[Stored records]
* * *

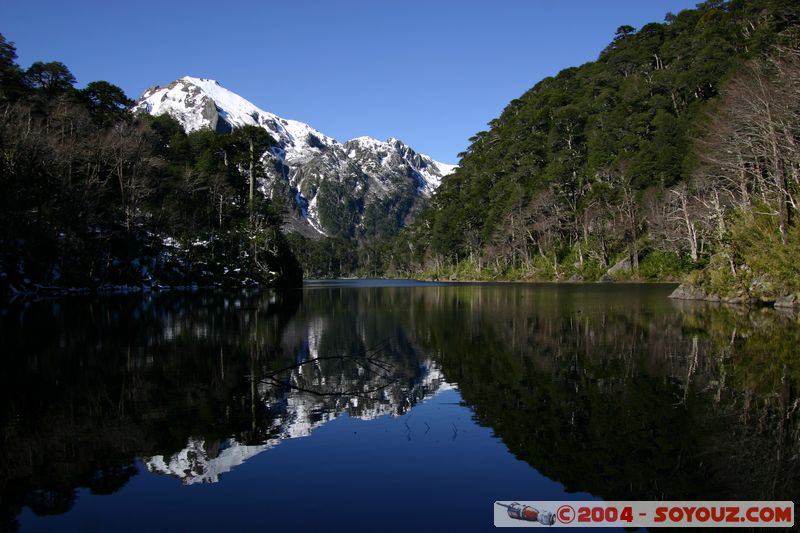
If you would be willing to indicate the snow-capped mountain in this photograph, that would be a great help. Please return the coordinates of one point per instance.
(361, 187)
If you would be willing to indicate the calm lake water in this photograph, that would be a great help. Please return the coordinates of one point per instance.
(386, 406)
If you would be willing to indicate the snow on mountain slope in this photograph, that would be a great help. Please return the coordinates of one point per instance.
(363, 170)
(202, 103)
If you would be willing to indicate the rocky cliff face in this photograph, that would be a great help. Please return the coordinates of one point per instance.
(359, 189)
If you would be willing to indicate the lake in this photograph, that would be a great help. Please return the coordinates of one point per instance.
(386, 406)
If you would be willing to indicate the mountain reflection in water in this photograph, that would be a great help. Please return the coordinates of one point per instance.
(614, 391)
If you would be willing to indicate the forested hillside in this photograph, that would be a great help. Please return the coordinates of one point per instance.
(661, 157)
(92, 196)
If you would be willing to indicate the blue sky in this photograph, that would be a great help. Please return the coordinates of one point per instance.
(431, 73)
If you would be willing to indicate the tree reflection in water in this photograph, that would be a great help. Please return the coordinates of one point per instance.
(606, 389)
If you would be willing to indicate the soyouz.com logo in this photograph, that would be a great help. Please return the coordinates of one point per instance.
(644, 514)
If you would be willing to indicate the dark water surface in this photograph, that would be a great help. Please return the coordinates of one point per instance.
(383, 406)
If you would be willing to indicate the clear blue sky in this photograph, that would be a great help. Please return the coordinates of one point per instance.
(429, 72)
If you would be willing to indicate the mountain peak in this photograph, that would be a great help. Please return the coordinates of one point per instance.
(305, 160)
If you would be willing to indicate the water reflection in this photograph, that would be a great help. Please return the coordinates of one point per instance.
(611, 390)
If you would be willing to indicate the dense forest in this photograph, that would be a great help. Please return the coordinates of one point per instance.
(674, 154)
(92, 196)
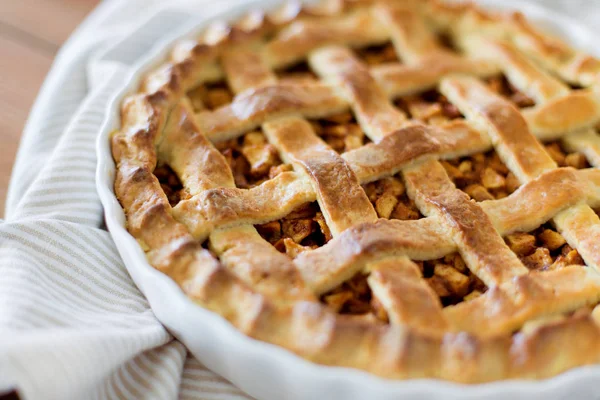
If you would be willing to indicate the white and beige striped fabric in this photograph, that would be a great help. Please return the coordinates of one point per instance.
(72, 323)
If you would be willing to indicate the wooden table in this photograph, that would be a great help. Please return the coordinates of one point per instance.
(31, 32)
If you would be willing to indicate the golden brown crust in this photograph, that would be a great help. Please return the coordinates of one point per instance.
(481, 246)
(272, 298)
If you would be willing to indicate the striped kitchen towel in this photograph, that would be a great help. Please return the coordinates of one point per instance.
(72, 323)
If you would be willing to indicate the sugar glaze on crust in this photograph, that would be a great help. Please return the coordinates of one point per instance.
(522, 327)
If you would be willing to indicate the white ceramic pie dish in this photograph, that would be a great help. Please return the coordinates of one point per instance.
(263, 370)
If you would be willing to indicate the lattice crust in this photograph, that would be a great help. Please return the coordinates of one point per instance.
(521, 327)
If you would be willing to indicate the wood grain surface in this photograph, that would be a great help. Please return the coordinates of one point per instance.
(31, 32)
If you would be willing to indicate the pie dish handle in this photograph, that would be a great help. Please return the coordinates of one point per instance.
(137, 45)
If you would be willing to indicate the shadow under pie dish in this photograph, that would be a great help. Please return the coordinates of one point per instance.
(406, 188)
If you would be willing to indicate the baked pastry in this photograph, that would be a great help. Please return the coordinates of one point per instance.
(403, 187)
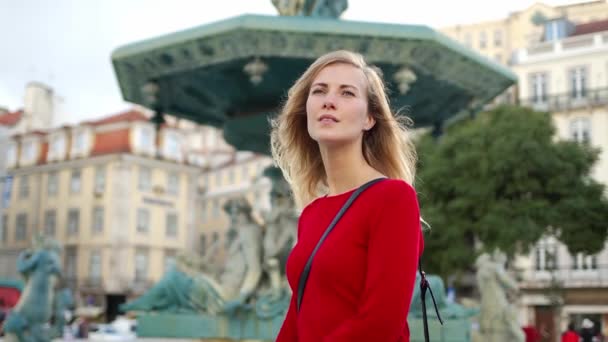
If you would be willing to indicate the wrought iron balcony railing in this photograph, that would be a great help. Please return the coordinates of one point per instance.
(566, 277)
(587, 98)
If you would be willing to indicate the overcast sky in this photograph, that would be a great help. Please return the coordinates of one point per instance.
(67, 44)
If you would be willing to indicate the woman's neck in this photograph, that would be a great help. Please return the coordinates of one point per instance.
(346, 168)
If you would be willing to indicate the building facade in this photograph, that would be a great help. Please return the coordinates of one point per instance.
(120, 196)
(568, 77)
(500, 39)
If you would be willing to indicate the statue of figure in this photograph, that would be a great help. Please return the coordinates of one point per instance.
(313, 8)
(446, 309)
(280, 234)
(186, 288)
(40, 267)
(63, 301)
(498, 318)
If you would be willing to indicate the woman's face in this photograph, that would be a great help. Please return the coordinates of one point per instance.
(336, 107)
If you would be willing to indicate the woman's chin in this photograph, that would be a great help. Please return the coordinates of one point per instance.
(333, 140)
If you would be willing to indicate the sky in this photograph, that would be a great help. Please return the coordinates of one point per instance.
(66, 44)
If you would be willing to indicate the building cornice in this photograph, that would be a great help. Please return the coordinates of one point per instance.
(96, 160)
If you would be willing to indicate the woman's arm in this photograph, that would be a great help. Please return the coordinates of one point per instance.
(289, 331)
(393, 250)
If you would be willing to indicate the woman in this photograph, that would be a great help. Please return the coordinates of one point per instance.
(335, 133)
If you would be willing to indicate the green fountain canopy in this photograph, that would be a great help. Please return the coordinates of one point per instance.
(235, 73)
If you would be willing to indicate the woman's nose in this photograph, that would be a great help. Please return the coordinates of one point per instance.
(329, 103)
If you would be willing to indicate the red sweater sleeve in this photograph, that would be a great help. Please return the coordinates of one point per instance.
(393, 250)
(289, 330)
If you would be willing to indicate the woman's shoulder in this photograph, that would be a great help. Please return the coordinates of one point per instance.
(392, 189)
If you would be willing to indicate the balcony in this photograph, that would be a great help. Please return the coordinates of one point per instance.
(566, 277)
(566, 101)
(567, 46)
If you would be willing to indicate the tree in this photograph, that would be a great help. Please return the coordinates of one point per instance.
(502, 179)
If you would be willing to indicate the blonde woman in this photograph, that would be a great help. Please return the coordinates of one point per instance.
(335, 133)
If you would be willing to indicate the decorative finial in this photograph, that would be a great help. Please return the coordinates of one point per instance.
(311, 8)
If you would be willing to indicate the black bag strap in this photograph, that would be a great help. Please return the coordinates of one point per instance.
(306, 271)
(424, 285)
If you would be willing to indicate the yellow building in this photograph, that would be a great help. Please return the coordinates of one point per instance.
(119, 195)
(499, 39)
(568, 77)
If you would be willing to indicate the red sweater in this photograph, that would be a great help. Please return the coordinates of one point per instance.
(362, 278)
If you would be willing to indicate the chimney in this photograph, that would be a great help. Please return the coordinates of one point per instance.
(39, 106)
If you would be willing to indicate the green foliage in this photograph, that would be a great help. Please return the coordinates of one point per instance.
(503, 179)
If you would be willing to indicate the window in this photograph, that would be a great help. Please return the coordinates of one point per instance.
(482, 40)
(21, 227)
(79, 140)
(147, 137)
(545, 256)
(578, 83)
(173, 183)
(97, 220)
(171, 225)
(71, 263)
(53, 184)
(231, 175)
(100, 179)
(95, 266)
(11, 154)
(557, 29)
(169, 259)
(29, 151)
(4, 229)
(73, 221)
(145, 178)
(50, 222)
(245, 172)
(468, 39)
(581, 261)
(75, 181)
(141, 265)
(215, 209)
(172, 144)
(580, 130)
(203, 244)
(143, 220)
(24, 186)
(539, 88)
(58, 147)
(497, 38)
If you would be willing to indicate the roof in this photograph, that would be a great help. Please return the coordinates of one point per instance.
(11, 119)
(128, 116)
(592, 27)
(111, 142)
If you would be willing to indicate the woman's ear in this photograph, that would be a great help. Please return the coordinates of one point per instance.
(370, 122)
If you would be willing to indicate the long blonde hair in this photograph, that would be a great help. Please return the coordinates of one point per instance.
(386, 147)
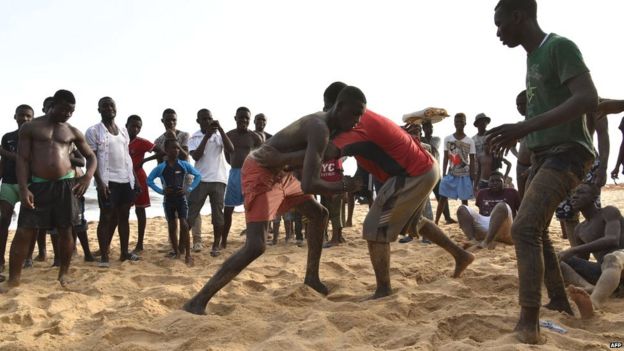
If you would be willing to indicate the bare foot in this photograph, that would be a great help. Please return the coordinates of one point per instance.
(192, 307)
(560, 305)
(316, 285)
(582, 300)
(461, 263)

* * *

GIVEN TASK -> Reproduce all of the items above verbatim, omitting the pictures.

ANSWER FOR THIS EXERCISE ->
If you would be willing to indicate the snow-capped mountain in this photograph, that would be a great help. Please return the coordinates of one point per instance.
(361, 187)
If you would be willing to indicate the calm lake water in this photograph, that would be a great help. Please return the coordinates of one point per instance.
(386, 406)
If you would be willing to indicate the snow on mountain slope in this photograph, that would be a great help. Please return the coordinates of one point per instance.
(363, 170)
(202, 103)
If you would be willing to indicate the rocky cliff face in this photograph, that would be a great help. Please return the coordinates of one point per instance.
(359, 189)
If you would be willing to indicate the lake in this photograph, that would be a great help. Please return the coordinates of one point per instance.
(386, 406)
If you would be willing to indicate the mountain reflection in water in this photograph, that would be a great help. Please return the coordinates of one point per instance.
(614, 391)
If you would be willing to indicate the forested hillside in this photograph, that would be a great help. Please return the coordinates of one point per instance.
(661, 157)
(92, 196)
If you would be willing to indicate the blue sky in this photograph, that would be a great help. Please return the coordinates of one point per instance.
(431, 73)
If you would be willing to indicate the tree reflection in water in this photograph, that would be a great help. Please return the coordinates of one point per instance.
(606, 389)
If you would be willing to indicate the soyouz.com logo in this photograph, that would be a great help. Please return the coordinates of one point per instance.
(644, 514)
If you would be willing to indicate the dark water surface in this photograph, that would be a great help. Please return the coordinates of one point per instance.
(383, 406)
If you would be willing to indicate the clear blue sky in this photograph, that would be a great help. Please return the coordinates of one point per instance.
(429, 72)
If you would be willing to indicate the mountain peak in this photograph, that would be a great help. Please return the coordinates of one point per instance.
(305, 160)
If you would be willing to indicate the water reflection in this photograph, that would be a great help. Please return the coordinates of one point per instance.
(611, 390)
If you would be willing to indicate the dense forest in this photograph, that would be a great help. Please return the coordinates of one point per instance.
(674, 154)
(92, 196)
If you would be willing to indicate the white and beige striped fabric in this photograph, that would be a great help. Please return the coordinates of one point per instance.
(72, 323)
If you would be willing to indicate the wooden table in this photograph, that would be a great help. Please return the coordinates of one point per instance.
(31, 32)
If you would be willing to indicate the golden brown crust in this photograph, that would be a great help. Please return the coordinates of one point per instance.
(481, 246)
(272, 298)
If you would be willing to indicate the striped kitchen towel in this photograph, that would be a great help. Please return the coordinates of one point per instance.
(72, 323)
If you would be willing to indicate the sugar glaze on crust in this photograph, that would be a great help. Please return the coordinates of one point per instance.
(522, 327)
If you would be willing to indicate the white ceramic pie dish in this photograph, that would be a great help. Please return the coordinates of one point per instance.
(263, 370)
If you would be willing to indicate the lattice crust in this photograph, that would be a great help. Please return the coordinates of one point per instance.
(521, 327)
If you would be willing to indicate the wood grain surface in this photograph, that would be a great help. Please return the coordinates of one point per instance.
(31, 32)
If you would be willing to indicate the pie dish handle in this photograph, that would be a great help. Please return the coordinates of one point per instance.
(137, 45)
If you would be willing to indicate the shadow under pie dish in this photograph, that would be a great help. Please return the coordinates of one point per instance.
(406, 188)
If you would be willing to indicate the baked pastry in this photograph, that would be a great help. Please return the coordinates of one point per instance.
(403, 187)
If you would be willing to indicate the wrought iron balcony railing in this photograph, that would be a great help. Please return the coordinates of one point per instance.
(566, 277)
(587, 98)
If you would be willing to indicate the overcast sky in this photograph, that would be a great help. Please return the coordinates of one point per instance.
(67, 44)
If you would be willing to indicate the woman's neck in this photograph, that would be a great help. Please return the coordinates of one point per instance.
(346, 168)
If you would be willing to indicate the building facade in this photograph, that would be a great help. Please return the coordinates of one point per instance.
(120, 196)
(568, 77)
(500, 39)
If you would be willing to indicate the statue of figure in this photograph, that would be a great help. Please return the coordinates of one point per instance.
(313, 8)
(446, 309)
(280, 234)
(186, 288)
(40, 267)
(63, 301)
(498, 318)
If you would be willing to indicate the woman's face in this photograph, that would be a great help. Please return the coordinates of one point per instance.
(336, 107)
If you would be willing to indicate the woman's chin in this photograph, that would be a great help. Please return the coordinates of one point per instance.
(333, 140)
If you would be willing to indicate the sky in this photograph, that would be a great help. Please return the coordinates of one point per instance.
(66, 44)
If you would be willing to indicate the building cornice in this photograph, that would be a great help. Please return the coordinates of one point per instance.
(96, 160)
If you would be willing to indicate the woman's arm in this photograph, that would be a great help. Please return the coordinates of one point per instance.
(289, 331)
(393, 250)
If you would be willing to indicate the woman in this photograph, that would be a great help. Please return the coordinates of one point per instance.
(335, 133)
If you would be willing to indicate the green fountain canopy in this photograph, that would be a great help. Please return the coordinates of one point per instance.
(235, 73)
If you would be willing to indicate the woman's nose in this photograph, that would be a great help. Please return the coordinates of one point per instance.
(329, 103)
If you would be willing to indicate the red sweater sleeve in this photograph, that would be a great help. Please return the coordinates of one point per instance.
(393, 250)
(289, 330)
If you would be willing to indicate the woman's shoulder in this photograph, that would be a great help. Please return the coordinates of one point per instance.
(392, 189)
If you would be willing to indicate the balcony in this photograph, that would be a great help. Please return the coordinates of one point per instance.
(566, 277)
(566, 101)
(567, 46)
If you would be willing to indicate the tree in this photograph, that would be a great help. Please return the coordinates of one point per instance.
(502, 179)
If you would be willing to indicate the blonde woman in this photograph, that would be a great help. Please return the coordinates of one point per instance.
(335, 133)
If you would be willing to indicate the decorative finial in this photograph, that would be a great help. Please return the coordinates of one point per instance.
(311, 8)
If you would be willing to indicate the black bag strap in this photograph, that would be a great help. Please return the coordinates of one point per instance.
(306, 271)
(424, 285)
If you would be willing to indicate the yellow building in this photograph, that would be a great help. Please return the coordinates of one point per instance.
(119, 195)
(499, 39)
(568, 77)
If you would be willing to indicate the red sweater in this photograph, that would be a great help. Please return the coordinates of one point per instance.
(362, 278)
If you would be willing to indicate the chimney in this photograph, that would be a great help. Please return the coordinates of one point per instance.
(39, 106)
If you would be willing to indicate the green foliage in this photograph, that would be a great help. Please return the coordinates of one point per instance.
(503, 179)
If you would be willing to indicate the window in this photograph, that would be a great help. Please return the coordinates of one point per instance.
(482, 40)
(21, 227)
(79, 140)
(147, 137)
(545, 256)
(578, 83)
(173, 183)
(97, 220)
(171, 225)
(71, 263)
(53, 184)
(231, 175)
(100, 179)
(95, 266)
(11, 154)
(557, 29)
(169, 259)
(29, 151)
(4, 229)
(73, 221)
(145, 178)
(50, 222)
(245, 172)
(468, 39)
(581, 261)
(75, 181)
(141, 265)
(215, 209)
(172, 144)
(580, 130)
(203, 244)
(143, 220)
(24, 186)
(539, 88)
(58, 147)
(497, 38)
If you would be willing to indicate the roof in this photograph, that would be a great help. Please return the coordinates of one point per instance.
(11, 119)
(128, 116)
(592, 27)
(111, 142)
If you would be willing to indicate the woman's ear in this photograph, that would be a great help. Please return the coordinates of one point per instance.
(370, 122)
If you would be willing to indicate the long blonde hair in this photograph, that would be a great help. Please return the coordinates of one point per instance.
(386, 147)
If you would be willing to indicate the bare foot in this photograph, that would be a great help. Please return the coordinates of one point per instance.
(192, 307)
(560, 305)
(316, 285)
(582, 300)
(461, 263)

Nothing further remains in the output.